== THE INPUT

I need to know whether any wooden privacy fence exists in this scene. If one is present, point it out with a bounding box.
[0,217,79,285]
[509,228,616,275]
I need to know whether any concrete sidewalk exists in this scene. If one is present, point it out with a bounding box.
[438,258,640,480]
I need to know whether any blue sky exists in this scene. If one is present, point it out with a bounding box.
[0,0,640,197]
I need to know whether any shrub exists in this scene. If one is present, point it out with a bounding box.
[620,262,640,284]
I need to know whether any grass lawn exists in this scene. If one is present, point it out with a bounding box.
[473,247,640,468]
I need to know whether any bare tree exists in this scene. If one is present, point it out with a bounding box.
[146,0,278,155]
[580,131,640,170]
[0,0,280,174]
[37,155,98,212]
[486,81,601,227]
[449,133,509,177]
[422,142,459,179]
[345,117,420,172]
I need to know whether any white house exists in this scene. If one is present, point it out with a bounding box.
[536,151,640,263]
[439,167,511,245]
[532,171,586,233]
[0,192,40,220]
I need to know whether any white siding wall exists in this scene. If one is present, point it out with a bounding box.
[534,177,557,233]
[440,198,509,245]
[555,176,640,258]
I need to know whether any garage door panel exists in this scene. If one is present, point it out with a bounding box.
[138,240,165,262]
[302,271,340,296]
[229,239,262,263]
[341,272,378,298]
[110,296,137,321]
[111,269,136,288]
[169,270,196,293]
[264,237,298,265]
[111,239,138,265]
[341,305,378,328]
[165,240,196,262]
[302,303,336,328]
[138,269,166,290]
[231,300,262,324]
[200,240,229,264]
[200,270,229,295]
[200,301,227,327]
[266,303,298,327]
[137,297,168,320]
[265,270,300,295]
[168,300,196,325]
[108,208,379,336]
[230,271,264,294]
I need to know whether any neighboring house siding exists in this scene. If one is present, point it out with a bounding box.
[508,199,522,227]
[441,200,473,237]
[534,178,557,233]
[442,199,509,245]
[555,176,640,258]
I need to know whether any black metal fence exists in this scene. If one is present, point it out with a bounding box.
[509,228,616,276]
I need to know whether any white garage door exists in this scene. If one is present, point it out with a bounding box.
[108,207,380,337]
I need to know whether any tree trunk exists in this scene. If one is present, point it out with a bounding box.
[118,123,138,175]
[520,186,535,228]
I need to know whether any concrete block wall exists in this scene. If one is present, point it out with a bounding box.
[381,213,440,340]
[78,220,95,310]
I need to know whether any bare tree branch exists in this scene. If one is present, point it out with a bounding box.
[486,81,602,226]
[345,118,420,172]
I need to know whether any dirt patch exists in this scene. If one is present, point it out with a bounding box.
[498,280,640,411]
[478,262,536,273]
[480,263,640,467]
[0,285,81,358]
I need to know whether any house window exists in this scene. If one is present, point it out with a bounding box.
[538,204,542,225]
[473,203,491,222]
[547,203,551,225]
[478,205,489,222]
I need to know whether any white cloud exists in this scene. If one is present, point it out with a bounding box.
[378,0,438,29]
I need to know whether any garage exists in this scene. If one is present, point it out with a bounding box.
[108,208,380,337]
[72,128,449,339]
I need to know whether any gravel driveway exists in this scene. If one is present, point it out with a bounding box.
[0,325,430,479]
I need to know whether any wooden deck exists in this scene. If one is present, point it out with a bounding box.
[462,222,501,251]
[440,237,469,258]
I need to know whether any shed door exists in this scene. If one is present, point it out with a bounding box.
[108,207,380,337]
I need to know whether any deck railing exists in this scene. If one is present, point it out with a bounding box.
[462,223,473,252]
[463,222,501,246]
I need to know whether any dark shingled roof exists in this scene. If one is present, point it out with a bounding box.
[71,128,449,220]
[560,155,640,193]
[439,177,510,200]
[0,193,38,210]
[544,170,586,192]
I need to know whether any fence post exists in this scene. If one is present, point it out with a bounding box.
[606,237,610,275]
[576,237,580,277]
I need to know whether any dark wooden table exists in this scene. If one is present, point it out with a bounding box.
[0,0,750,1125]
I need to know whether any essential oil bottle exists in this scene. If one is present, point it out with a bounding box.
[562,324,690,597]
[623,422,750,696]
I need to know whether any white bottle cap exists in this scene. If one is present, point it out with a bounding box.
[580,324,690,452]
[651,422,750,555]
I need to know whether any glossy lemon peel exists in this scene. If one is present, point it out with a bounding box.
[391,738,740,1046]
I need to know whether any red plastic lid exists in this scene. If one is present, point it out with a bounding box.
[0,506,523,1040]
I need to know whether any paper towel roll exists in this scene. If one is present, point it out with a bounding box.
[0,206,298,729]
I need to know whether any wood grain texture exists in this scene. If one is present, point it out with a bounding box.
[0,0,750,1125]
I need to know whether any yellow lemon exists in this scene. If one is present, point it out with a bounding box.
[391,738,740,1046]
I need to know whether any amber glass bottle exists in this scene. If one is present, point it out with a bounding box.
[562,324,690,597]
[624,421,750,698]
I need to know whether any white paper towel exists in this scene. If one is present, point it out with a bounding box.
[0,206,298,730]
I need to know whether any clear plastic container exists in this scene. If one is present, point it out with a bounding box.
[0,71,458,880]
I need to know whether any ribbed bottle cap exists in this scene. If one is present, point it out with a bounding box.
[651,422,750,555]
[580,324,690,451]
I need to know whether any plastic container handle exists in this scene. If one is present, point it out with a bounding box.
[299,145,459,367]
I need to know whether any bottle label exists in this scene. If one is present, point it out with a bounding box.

====

● WORK REQUIRED: Can you transcribe the material line for line, starting at its first line and ending at the line that contains "[230,271,264,294]", with both of those lines included?

● RESPONSE FOR THIS EXERCISE:
I need to know whether any wooden privacy fence exists in this scene. If one is present, point it out with a bounding box.
[0,217,79,285]
[509,228,616,275]
I need to know whether any concrete sidewalk exists in this scene. If one is present, point it out with a bounding box.
[438,258,640,480]
I need to know whether any blue sky exists in this scene. If one is present, point it out with a bounding box.
[0,0,640,197]
I need to know whether any shrub exists in this scene. If one is present, point it out with a bounding box.
[620,262,640,284]
I need to know whether any grass lawn exists in this scene. If one is present, point it out with a bounding box.
[473,247,640,468]
I need to know whether any bare tree exists in this scene. If one is present, point it out with a bounding box.
[146,0,278,155]
[580,131,640,170]
[0,0,280,174]
[37,155,98,212]
[486,81,601,227]
[449,133,509,177]
[422,142,459,179]
[345,117,420,172]
I need to know whether any white house exists in this scene. If one is present, point it out with a bounding box.
[536,151,640,263]
[439,167,511,245]
[532,171,586,233]
[0,192,40,220]
I need to know whether any white siding wall exists in this scene. If one is present, point it out with a bounding box.
[534,177,557,233]
[440,198,509,245]
[555,176,640,258]
I need to know whether any garage door panel exists in this scene. If one is present, point it out with a bounding box.
[138,240,165,262]
[302,271,340,296]
[229,239,262,263]
[341,272,378,298]
[110,296,137,321]
[111,269,136,288]
[169,270,196,293]
[264,237,298,265]
[111,239,138,265]
[341,305,378,328]
[165,240,196,262]
[302,303,336,328]
[138,269,166,290]
[231,300,262,324]
[200,240,229,264]
[200,270,229,295]
[200,301,227,327]
[266,303,298,327]
[137,297,168,320]
[265,270,300,295]
[168,300,196,325]
[108,208,379,336]
[230,271,264,294]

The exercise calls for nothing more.